• _Written problem a_:
Decide whether each statement below agrees with the mailing-list thread on grouping repeated subsequences: (i) Michael Selik knows a standard name for the problem; (ii) the sequences Steven D'Aprano is actually working on are strings; (iii) Michael Selik thinks a push-down automata is needed at minimum. For each, answer yes or no and quote the deciding words of the thread.

══ Extract to read ══

There's definitely a partial solution happening here, but I can't
quite make it work.

And no, I don't know if there's a standard name for it.

ChrisA

[toc] | [prev] | [next] | [standalone]

#107437

From	Michael Selik <michael.selik@gmail.com>
Date	2016-04-21 06:35 +0000
Message-ID	<mailman.3.1461220545.23626.python-list@python.org>
In reply to	#107432

On Wed, Apr 20, 2016 at 11:11 PM Steven D'Aprano <steve@pearwood.info>
wrote:

> I want to group [repeated] subsequences. For example, I have:
> "ABCABCABCDEABCDEFABCABCABCB"
> and I want to group it into repeating subsequences. I can see two
> ways... How can I do this? Does this problem have a standard name and/or
> solution?
>

I'm not aware of a standard name. This sounds like an unsupervised learning
problem. There's no objectively correct answer unless you add more
specificity to the problem statement.

Regexes may sound tempting at first, but because a repeating subsequence
may have nested repeating subsequences and this can go on infinitely, I
think we at least need a push-down automata.

I checked out some links for clustering algorithms that work on series
subsequences and I found some fun results.

Clustering is meaningless!
http://www.cs.ucr.edu/~eamonn/meaningless.pdf

I think you're in "no free lunch" territory. "Clustering of subsequence
time series remains an open issue in time series clustering"
http://www.hindawi.com/journals/tswj/2014/312521/

Any more detail on the problem to add constraints?

[toc] | [prev] | [next] | [standalone]

#107443

From	Steven D'Aprano <steve+comp.lang.python@pearwood.info>
Date	2016-04-21 18:05 +1000
Message-ID	<571889d8$0$2820$c3e8da3$76491128@news.astraweb.com>
In reply to	#107437

On Thursday 21 April 2016 16:35, Michael Selik wrote:

> On Wed, Apr 20, 2016 at 11:11 PM Steven D'Aprano <steve@pearwood.info>
> wrote:
> 
>> I want to group [repeated] subsequences. For example, I have:
>> "ABCABCABCDEABCDEFABCABCABCB"
>> and I want to group it into repeating subsequences. I can see two
>> ways... How can I do this? Does this problem have a standard name and/or
>> solution?
>>
> 
> I'm not aware of a standard name. This sounds like an unsupervised
> learning problem. There's no objectively correct answer unless you add
> more specificity to the problem statement.
> 
> Regexes may sound tempting at first, 

Ah, I may have mislead you all. I cannot use regexes, since the *actual* 
sequences I'm working on are sequences (lists, tuples, etc) or iterators of 
arbitrary items. The items themselves may be strings, but the sequence 
itself is definitely not a string. I just showed a string for convenience.

═══
══ Given data ══

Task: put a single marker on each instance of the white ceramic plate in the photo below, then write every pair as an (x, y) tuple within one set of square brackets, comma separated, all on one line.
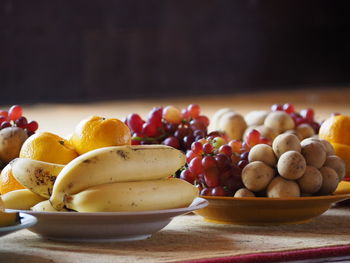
[(106, 226), (26, 221)]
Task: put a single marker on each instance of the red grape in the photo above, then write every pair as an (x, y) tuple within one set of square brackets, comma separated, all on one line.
[(134, 122), (308, 114), (181, 132), (236, 145), (188, 140), (242, 163), (172, 115), (155, 116), (170, 128), (15, 112), (197, 147), (245, 147), (193, 110), (149, 129), (289, 108), (234, 183), (208, 162), (223, 162), (135, 142), (4, 113), (32, 126), (172, 141), (225, 149), (244, 156), (5, 124), (197, 125), (187, 176), (264, 140), (2, 119), (211, 177), (315, 126), (206, 191), (253, 138), (21, 122), (204, 119), (190, 155), (195, 165), (185, 114), (208, 148), (276, 107), (218, 142), (218, 191)]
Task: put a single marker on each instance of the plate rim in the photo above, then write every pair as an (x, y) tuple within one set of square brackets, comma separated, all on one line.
[(269, 199), (197, 203)]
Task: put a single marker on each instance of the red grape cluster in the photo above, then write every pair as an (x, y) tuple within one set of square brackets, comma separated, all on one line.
[(14, 117), (215, 165), (304, 116), (169, 126)]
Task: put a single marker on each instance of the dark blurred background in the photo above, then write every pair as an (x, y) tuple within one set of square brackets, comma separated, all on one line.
[(74, 50)]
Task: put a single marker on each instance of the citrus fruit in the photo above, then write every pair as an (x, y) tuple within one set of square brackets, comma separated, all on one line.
[(48, 147), (8, 182), (97, 132), (336, 129)]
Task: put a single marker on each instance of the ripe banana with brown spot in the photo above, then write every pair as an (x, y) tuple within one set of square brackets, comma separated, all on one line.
[(37, 176), (115, 164), (45, 206), (134, 196), (22, 199)]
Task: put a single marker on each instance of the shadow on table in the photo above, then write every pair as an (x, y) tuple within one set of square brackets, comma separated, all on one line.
[(22, 258)]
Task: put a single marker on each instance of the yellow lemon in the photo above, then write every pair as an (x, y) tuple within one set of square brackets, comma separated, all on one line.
[(97, 132), (48, 147), (8, 182)]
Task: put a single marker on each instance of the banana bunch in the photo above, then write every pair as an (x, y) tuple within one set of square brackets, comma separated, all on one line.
[(7, 219), (117, 178)]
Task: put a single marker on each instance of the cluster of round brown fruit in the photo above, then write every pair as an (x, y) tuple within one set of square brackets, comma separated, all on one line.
[(292, 168)]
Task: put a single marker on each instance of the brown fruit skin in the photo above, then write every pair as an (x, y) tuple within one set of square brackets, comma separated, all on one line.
[(11, 140), (257, 175), (330, 181), (311, 181), (314, 154), (284, 143), (291, 165), (280, 121), (280, 187)]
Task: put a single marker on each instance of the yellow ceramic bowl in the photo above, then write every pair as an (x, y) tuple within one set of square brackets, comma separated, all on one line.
[(270, 211)]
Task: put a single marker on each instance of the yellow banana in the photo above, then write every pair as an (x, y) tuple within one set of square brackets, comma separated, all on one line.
[(115, 164), (9, 218), (134, 196), (2, 205), (22, 199), (37, 176), (44, 206)]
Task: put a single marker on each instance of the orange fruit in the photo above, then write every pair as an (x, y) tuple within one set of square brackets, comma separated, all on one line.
[(8, 182), (97, 132), (343, 151), (336, 129), (48, 147)]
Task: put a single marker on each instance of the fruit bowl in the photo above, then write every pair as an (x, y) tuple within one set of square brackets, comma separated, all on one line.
[(270, 211)]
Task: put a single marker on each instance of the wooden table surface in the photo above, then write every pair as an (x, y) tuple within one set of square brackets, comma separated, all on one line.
[(194, 236)]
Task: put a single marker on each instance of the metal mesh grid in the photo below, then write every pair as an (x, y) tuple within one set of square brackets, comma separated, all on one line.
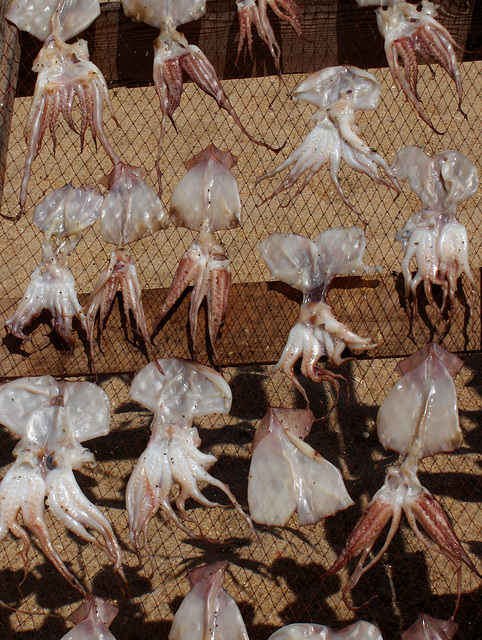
[(275, 580)]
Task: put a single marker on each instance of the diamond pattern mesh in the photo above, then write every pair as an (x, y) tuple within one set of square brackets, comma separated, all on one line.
[(274, 579)]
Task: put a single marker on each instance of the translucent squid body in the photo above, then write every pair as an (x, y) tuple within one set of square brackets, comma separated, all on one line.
[(64, 72), (411, 29), (52, 418), (310, 266), (306, 631), (92, 620), (205, 200), (173, 55), (338, 93), (208, 611), (61, 216), (401, 492), (255, 12), (184, 391), (130, 211), (417, 419), (287, 475), (433, 237)]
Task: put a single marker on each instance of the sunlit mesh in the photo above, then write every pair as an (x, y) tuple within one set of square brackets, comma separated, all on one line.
[(275, 579)]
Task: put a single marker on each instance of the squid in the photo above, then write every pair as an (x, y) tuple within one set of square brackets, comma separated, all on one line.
[(408, 30), (401, 492), (173, 55), (205, 200), (433, 237), (254, 12), (64, 72), (307, 631), (92, 620), (338, 93), (287, 475), (428, 628), (208, 611), (52, 418), (184, 391), (310, 266), (419, 417), (62, 216), (120, 273)]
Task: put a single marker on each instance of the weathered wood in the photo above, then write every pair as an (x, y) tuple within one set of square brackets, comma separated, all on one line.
[(9, 64), (371, 307)]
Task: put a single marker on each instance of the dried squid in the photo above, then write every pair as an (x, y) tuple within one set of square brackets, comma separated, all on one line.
[(310, 266), (205, 200), (184, 391), (208, 611), (130, 211), (338, 93), (92, 620), (433, 236), (428, 426), (64, 72), (306, 631), (173, 55), (52, 419), (287, 475), (408, 30), (255, 13), (62, 216)]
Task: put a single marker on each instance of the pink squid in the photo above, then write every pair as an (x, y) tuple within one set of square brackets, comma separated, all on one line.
[(130, 210), (433, 236), (64, 73), (408, 30), (310, 266), (254, 12), (205, 200), (417, 419), (338, 93), (208, 611)]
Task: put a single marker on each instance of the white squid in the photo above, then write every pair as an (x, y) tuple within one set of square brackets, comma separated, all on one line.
[(64, 72), (183, 391), (310, 266), (408, 30), (306, 631), (287, 475), (205, 200), (52, 418), (92, 620), (255, 13), (208, 611), (61, 216), (338, 93), (433, 237)]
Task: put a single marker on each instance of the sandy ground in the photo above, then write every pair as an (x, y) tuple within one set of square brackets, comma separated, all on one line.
[(275, 579)]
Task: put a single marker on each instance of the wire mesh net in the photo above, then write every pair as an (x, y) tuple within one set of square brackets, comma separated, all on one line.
[(274, 579)]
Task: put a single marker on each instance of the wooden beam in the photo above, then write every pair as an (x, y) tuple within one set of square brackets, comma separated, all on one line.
[(255, 330)]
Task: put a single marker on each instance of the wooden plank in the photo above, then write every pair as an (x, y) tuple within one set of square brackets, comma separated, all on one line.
[(123, 50), (9, 64), (255, 330)]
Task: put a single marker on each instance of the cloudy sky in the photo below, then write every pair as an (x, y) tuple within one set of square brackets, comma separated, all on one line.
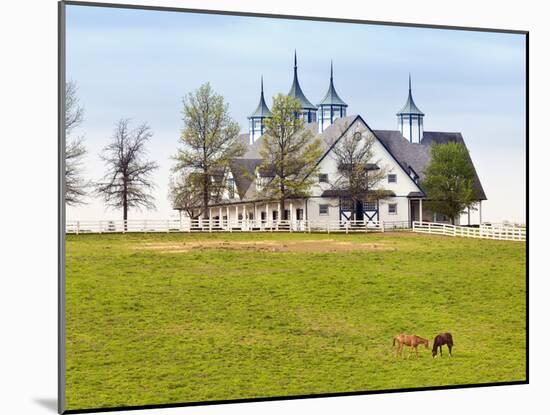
[(138, 64)]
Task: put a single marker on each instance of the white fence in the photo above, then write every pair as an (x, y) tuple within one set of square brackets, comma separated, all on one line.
[(495, 231), (217, 225)]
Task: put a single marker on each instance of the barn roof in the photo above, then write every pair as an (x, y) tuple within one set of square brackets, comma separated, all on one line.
[(418, 156)]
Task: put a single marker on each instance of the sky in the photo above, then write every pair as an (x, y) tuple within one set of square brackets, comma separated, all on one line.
[(138, 64)]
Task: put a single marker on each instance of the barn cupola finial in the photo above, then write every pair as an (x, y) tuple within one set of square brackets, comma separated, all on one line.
[(308, 110), (410, 119), (331, 106), (257, 118)]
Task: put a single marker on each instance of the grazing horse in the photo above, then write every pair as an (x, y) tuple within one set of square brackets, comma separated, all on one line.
[(439, 341), (409, 340)]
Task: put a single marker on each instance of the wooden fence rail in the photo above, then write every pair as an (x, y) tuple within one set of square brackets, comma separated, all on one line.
[(221, 225), (498, 232)]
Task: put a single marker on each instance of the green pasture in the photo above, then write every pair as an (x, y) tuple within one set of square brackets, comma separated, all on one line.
[(174, 318)]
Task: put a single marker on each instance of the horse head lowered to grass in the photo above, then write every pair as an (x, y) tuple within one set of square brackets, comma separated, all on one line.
[(409, 340), (439, 341)]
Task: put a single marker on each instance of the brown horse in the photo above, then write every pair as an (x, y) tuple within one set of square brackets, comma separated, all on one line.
[(409, 340), (439, 341)]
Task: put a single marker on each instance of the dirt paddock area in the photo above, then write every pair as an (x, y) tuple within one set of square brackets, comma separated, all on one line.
[(319, 245)]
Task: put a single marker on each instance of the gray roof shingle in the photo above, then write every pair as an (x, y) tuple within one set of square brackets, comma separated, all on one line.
[(418, 156)]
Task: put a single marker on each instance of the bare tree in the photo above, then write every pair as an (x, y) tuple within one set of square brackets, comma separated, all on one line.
[(75, 184), (359, 174), (127, 182), (210, 140)]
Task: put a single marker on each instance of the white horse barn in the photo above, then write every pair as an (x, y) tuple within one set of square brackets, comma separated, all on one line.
[(403, 154)]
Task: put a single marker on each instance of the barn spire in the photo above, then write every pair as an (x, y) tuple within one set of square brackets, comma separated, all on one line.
[(257, 118), (308, 109), (331, 106), (410, 119)]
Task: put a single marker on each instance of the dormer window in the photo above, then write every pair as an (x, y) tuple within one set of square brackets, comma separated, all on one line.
[(231, 187)]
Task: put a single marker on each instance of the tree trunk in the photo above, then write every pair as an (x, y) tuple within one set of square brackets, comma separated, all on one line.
[(206, 192), (125, 207)]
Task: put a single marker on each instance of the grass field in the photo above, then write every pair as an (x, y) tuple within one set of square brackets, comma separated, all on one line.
[(161, 318)]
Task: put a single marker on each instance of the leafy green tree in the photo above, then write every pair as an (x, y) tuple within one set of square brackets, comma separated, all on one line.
[(210, 139), (449, 181), (289, 152)]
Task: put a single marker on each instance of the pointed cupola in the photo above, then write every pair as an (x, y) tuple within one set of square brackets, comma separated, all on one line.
[(410, 119), (308, 109), (331, 106), (257, 118)]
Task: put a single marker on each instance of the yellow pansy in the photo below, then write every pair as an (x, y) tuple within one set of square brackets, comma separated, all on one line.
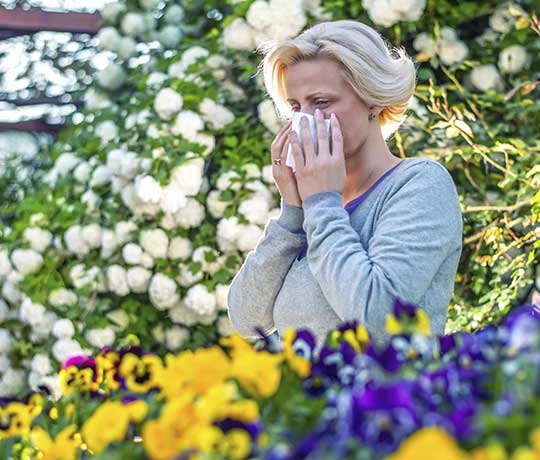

═══

• _Written problem b_:
Rewrite the stretch of the records from the line containing "the barn cupola" through the line containing "[(439, 341), (409, 340)]", replacing "grazing horse" with "standing horse" and keeping everything else unchanged.

• _Final answer a_:
(i) No: "I'm not aware of a standard name."
(ii) No: "The items themselves may be strings, but the sequence itself is definitely not a string."
(iii) Yes: "I think we at least need a push-down automata."

• _Final answer b_:
Task: put a single marker on each instance of the barn cupola finial in the photo above, then write every pair as an (x, y) tuple within one set of square brackets, comma separated, all on one line.
[(308, 110), (410, 119), (331, 106), (257, 118)]
Task: put a single marker on each instance of the standing horse in the photo above, then write every pair as an (x, y) tuple within one set of square brackets, comma separated, all on one line.
[(439, 341), (409, 340)]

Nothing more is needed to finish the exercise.